RECORDED INFORMATION —
== Segment start ==

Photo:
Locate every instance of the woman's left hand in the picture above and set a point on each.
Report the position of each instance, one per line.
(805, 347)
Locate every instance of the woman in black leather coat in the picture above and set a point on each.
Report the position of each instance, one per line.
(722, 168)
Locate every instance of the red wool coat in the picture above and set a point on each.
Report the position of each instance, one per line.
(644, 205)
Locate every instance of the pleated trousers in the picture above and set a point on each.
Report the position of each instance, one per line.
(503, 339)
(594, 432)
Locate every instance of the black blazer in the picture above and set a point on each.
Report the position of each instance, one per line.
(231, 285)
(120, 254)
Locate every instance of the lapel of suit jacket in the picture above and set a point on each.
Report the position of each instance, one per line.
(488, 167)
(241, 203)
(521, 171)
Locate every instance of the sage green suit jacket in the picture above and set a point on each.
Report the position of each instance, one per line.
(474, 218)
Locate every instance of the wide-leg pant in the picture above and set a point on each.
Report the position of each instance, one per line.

== Segment end ==
== Segment start ==

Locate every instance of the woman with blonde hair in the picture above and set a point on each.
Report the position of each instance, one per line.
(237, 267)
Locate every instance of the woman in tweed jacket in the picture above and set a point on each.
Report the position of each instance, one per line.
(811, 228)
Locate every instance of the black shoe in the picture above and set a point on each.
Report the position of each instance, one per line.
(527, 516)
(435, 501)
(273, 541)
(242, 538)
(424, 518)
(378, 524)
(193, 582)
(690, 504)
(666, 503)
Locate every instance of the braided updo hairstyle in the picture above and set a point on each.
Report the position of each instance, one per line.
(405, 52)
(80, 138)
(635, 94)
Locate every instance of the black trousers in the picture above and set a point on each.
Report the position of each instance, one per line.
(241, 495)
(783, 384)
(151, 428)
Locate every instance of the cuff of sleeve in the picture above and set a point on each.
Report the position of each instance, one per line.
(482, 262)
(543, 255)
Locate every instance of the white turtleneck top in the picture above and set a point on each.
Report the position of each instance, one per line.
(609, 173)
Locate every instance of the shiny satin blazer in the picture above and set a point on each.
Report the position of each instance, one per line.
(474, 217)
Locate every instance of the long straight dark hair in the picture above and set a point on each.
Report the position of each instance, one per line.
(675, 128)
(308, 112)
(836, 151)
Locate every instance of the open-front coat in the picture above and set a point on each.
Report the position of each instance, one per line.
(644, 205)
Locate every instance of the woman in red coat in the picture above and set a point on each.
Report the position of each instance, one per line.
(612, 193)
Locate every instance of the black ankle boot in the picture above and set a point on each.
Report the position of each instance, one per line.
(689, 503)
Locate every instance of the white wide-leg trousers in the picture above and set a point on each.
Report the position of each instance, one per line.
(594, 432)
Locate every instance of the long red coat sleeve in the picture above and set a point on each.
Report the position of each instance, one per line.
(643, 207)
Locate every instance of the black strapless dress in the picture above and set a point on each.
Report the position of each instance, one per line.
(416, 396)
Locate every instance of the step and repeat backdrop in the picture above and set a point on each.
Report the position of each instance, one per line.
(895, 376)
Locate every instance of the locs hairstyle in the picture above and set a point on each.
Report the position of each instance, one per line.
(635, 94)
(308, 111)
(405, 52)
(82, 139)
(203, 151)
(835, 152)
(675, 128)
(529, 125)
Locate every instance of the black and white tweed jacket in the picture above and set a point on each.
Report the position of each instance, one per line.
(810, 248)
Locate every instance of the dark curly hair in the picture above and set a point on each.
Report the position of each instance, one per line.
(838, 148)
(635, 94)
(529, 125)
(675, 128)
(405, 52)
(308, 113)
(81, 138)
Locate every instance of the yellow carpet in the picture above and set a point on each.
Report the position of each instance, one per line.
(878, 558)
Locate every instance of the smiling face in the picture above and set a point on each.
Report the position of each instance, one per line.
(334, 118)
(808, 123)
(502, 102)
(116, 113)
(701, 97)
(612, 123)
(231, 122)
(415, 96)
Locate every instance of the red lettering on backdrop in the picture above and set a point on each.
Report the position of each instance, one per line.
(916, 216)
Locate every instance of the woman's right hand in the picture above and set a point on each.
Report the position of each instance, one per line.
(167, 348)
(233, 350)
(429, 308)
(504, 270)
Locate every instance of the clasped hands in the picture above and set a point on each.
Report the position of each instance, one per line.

== Segment end ==
== Segment start ==

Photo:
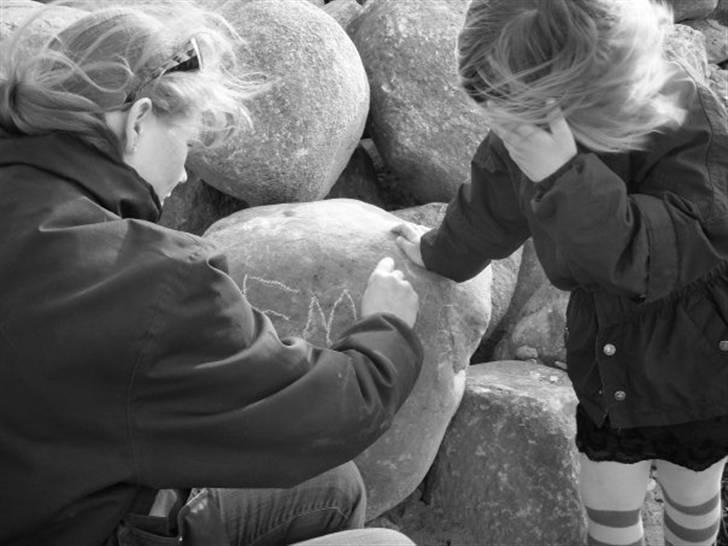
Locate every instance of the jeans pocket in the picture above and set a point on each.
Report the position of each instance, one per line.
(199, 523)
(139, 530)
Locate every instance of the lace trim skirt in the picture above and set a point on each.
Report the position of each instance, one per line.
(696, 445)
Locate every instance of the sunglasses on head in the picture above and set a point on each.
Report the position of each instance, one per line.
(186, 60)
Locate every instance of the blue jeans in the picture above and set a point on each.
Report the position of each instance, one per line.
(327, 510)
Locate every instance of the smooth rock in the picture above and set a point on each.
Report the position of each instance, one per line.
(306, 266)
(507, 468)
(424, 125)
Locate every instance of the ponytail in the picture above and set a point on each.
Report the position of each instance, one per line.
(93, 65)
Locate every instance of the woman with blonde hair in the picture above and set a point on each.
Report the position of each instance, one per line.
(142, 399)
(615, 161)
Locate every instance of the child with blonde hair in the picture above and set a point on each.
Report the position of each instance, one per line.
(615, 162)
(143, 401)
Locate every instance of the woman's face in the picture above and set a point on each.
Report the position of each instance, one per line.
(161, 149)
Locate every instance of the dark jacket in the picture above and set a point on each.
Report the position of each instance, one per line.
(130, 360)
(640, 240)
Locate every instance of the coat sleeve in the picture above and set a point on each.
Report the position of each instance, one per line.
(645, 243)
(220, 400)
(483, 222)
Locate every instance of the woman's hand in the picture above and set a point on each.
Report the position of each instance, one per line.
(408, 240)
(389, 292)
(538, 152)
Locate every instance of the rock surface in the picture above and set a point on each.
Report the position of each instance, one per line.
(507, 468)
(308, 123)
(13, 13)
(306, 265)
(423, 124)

== Segment end ==

WHAT THIS TASK INVOLVES — Return every line above that contains the word "dark".

OUTPUT OF THE EXERCISE —
Locate every instance of the long straight dark hair in the picture above and set a point on each.
Locate every instance of the dark curly hair in the picture above and set a point on each.
Locate every instance of the dark jacket in the picture above and set a point on each.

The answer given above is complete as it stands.